— START Materials provided —
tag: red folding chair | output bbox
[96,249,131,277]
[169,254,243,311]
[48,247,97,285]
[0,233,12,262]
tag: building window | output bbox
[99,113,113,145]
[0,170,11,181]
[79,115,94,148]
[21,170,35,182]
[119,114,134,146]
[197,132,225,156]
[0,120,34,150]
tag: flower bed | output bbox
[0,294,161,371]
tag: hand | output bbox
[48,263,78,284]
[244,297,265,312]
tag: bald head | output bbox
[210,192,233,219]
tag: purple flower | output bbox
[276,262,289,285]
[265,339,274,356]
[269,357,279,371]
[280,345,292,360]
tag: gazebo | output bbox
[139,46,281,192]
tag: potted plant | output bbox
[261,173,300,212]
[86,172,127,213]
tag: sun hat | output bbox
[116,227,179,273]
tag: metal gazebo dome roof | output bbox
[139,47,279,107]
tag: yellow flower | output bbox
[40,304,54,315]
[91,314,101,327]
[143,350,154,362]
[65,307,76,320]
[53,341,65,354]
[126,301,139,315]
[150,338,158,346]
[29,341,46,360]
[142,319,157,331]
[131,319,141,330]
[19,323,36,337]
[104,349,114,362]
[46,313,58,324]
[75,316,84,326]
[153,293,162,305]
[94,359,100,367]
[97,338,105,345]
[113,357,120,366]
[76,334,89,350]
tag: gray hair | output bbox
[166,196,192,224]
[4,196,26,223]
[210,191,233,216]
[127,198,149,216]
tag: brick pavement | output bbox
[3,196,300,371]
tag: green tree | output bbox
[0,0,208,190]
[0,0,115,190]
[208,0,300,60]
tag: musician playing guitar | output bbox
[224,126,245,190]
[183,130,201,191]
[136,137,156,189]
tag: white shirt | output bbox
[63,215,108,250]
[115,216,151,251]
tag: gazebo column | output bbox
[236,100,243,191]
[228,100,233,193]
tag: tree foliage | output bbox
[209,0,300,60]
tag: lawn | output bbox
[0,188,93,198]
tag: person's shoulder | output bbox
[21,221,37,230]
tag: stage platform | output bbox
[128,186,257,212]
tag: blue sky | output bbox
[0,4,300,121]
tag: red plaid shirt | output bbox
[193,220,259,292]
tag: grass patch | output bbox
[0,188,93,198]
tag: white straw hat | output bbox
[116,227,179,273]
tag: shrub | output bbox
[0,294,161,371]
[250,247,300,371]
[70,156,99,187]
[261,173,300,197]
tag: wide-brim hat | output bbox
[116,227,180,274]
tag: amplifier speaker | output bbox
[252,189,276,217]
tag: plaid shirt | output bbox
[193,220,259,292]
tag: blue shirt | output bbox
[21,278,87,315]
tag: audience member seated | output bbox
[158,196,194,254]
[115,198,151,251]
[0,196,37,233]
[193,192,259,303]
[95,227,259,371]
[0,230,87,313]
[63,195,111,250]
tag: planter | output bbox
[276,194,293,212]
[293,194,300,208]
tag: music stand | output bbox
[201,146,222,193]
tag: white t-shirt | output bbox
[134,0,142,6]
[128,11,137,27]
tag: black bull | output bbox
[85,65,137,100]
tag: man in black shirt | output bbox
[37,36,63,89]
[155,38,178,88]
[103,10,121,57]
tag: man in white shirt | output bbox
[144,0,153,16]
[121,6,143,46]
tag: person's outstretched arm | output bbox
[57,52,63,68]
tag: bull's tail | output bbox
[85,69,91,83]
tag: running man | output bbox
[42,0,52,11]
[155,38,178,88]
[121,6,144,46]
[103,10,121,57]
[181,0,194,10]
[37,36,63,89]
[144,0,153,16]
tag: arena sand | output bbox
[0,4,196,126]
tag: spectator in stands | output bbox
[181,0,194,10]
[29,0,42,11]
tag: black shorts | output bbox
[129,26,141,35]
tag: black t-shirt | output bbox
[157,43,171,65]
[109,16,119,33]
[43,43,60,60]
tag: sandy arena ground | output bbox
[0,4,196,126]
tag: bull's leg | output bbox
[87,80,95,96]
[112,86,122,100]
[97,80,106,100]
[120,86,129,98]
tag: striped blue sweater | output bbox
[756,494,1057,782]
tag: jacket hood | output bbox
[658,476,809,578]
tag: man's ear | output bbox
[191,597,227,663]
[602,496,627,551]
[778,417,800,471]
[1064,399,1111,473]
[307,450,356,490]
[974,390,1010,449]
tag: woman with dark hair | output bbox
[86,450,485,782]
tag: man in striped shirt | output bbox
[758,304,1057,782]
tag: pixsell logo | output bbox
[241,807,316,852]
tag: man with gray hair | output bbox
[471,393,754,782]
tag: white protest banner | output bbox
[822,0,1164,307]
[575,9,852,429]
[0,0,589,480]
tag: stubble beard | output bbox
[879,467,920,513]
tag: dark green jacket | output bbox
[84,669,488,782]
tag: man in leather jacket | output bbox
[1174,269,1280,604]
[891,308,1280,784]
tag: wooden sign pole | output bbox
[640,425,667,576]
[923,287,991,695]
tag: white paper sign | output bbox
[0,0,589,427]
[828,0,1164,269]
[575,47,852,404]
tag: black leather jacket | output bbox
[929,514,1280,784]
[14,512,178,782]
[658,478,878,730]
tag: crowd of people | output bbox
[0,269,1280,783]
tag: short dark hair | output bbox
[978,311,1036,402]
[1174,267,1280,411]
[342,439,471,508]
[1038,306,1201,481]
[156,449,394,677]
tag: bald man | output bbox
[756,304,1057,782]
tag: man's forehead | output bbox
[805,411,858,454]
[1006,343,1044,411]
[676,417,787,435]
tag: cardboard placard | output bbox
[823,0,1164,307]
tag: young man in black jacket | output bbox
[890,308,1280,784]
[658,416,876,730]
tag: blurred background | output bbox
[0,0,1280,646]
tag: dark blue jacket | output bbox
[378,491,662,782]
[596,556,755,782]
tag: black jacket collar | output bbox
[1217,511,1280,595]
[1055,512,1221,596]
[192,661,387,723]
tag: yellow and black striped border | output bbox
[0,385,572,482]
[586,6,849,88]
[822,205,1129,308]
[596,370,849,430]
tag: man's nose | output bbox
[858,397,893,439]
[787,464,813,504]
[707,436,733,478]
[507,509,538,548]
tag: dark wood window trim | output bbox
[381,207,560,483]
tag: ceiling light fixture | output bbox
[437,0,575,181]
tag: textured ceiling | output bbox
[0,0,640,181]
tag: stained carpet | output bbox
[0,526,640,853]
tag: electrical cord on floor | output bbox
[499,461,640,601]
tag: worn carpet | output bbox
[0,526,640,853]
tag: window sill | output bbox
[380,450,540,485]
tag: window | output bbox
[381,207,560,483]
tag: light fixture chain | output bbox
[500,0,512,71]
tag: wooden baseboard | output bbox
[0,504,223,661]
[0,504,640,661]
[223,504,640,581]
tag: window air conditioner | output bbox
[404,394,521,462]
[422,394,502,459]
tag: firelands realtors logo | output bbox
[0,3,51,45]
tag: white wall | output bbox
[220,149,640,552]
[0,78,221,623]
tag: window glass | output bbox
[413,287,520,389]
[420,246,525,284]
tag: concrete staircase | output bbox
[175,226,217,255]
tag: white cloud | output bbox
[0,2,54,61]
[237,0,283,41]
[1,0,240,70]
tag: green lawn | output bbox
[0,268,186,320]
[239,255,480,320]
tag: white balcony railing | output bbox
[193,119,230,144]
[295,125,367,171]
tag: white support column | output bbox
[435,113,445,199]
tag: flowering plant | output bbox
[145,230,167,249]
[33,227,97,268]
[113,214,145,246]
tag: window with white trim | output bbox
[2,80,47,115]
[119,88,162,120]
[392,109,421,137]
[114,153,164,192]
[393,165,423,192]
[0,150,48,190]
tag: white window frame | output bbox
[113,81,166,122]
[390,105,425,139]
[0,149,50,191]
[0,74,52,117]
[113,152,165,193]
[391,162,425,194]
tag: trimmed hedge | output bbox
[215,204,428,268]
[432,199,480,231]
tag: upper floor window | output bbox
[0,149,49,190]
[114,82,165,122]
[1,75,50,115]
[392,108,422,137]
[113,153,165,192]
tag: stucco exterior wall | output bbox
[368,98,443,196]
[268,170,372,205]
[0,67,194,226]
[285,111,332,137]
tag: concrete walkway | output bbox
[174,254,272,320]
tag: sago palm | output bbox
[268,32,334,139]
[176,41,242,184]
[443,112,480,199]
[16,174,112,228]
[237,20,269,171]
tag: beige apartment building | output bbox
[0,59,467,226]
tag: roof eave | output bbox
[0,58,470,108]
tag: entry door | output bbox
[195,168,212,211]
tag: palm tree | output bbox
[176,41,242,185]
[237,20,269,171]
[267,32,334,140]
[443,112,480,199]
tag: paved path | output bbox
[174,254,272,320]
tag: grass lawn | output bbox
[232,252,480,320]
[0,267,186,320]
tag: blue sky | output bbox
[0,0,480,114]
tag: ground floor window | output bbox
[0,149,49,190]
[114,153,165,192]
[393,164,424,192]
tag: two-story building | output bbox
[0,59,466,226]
— END Materials provided —
Rescale the records starting at the line containing "tag: lawn | output bbox" and ending at the line containing "[201,146,222,193]": write out every line in that span, tag lines included, with each bounding box coordinate multiplied by 1.2 and rounded to a whole number, halves rounded up.

tag: lawn | output bbox
[0,226,112,238]
tag: person's shoulder | output bbox
[25,265,44,276]
tag: stage platform | output bbox
[154,223,308,254]
tag: blue sky | output bbox
[0,5,360,145]
tag: red plaid shirt | output bbox
[232,264,311,350]
tag: grass patch | output bbox
[0,226,112,238]
tag: white straw hat | output bbox
[139,272,215,328]
tag: shrub | output bbox
[0,353,193,445]
[300,296,360,445]
[84,187,119,224]
[313,208,360,236]
tag: wide-brim hat | output bbox
[139,272,216,329]
tag: amplifier speaker | output bbox
[302,227,331,260]
tag: plaid shirt | output bbox
[232,264,311,350]
tag: blue shirt | output bbox
[25,334,104,378]
tag: audience member seated | output bbox
[190,235,233,305]
[138,238,181,301]
[0,235,44,280]
[232,230,311,364]
[114,272,311,445]
[0,276,104,376]
[76,234,133,300]
tag: planter | output bbox
[331,233,352,254]
[352,233,360,250]
tag: music stand | output bbox
[241,175,266,232]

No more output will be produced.